### Written task
Format the lines of the items below, starting at the line that contains "the dog's ear" and ending at the line that contains "551, 369, 665, 388", as a Markdown table with columns Row and Line. Number each row and leave out blank lines.

____

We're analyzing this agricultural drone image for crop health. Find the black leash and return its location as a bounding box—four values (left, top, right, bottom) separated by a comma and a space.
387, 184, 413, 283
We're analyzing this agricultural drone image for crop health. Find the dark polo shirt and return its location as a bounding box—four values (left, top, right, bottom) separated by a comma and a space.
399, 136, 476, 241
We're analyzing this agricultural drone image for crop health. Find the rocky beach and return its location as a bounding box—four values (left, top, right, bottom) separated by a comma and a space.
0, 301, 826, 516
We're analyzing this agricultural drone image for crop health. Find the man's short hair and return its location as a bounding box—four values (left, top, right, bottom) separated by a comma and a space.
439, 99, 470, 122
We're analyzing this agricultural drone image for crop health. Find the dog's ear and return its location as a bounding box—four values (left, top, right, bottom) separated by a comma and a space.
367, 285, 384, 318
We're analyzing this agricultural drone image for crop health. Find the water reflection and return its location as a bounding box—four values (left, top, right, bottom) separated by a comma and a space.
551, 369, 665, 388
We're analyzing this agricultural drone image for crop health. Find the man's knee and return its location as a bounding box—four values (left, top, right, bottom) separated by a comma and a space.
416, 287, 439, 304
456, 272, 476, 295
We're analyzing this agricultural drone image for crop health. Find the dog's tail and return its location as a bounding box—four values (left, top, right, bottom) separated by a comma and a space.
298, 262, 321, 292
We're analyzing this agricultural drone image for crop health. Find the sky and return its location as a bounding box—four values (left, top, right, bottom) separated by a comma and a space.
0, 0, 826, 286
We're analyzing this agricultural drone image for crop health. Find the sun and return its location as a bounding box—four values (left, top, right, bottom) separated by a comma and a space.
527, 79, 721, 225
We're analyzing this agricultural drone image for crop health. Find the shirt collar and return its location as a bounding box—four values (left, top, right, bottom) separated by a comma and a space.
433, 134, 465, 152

____

### Output for this task
| Row | Line |
|---|---|
| 1 | We're analyzing this agricultural drone image for crop health. Find the dog's ear and return its location as a bounding box—four values (left, top, right, bottom) separated by a comma and a space. |
| 2 | 367, 285, 384, 318 |
| 3 | We're analyzing this agricultural drone image for crop health. Find the water reflection and return its location as a bounding box—four values (left, top, right, bottom) separated by a comma and a space. |
| 4 | 551, 369, 665, 388 |